### Extracted material
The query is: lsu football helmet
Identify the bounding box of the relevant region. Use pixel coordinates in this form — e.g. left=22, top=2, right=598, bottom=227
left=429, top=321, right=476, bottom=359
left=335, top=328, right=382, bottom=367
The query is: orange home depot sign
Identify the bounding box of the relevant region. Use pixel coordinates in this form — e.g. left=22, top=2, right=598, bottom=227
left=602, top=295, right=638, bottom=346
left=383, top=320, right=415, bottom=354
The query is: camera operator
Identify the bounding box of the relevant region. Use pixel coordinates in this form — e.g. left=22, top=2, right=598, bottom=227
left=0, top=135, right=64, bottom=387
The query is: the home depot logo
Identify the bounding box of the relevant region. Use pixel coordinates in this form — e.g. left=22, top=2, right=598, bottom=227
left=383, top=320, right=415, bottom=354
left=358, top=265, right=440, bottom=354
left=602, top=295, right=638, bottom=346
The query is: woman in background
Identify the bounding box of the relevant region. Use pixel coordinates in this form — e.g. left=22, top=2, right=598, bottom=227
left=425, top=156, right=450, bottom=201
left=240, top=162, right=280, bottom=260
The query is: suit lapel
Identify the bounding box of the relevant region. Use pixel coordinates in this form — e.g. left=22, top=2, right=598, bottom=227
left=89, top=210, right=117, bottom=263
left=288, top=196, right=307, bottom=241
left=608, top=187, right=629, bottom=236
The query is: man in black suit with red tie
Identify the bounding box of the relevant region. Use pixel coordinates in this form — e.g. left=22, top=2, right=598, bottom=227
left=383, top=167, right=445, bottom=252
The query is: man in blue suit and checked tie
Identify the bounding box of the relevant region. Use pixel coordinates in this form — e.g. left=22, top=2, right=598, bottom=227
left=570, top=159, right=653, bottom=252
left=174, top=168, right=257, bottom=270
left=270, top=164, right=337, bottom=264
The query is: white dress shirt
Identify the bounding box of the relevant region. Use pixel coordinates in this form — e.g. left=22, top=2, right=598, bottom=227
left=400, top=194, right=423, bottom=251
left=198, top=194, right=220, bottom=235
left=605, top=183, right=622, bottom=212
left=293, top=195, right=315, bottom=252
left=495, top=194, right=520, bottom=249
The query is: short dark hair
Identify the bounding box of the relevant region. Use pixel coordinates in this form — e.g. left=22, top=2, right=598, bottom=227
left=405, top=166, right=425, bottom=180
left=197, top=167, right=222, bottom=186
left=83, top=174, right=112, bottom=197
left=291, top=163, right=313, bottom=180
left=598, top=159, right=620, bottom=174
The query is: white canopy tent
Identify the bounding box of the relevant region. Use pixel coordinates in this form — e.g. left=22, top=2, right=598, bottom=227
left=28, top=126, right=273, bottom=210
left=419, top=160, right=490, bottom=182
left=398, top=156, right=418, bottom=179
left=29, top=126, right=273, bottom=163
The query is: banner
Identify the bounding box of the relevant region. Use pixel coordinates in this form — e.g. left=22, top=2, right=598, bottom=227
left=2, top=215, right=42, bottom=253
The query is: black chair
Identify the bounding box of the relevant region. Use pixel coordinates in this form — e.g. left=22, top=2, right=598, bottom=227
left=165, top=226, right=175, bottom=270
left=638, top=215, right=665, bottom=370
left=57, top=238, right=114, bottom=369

### Work required
Reproduce the listing starting at its first line and ending at the line containing "left=335, top=328, right=382, bottom=367", requests included, with every pixel coordinate in the answers scaled by 1.5 and rounded to a whole number (halves round up). Leave the numbers in the requests, including the sample coordinates, unchanged.

### The result
The query is: lsu football helmet
Identify the bounding box of the relevant region. Use pixel coordinates in this form — e.g. left=22, top=2, right=598, bottom=227
left=644, top=482, right=714, bottom=539
left=503, top=492, right=573, bottom=551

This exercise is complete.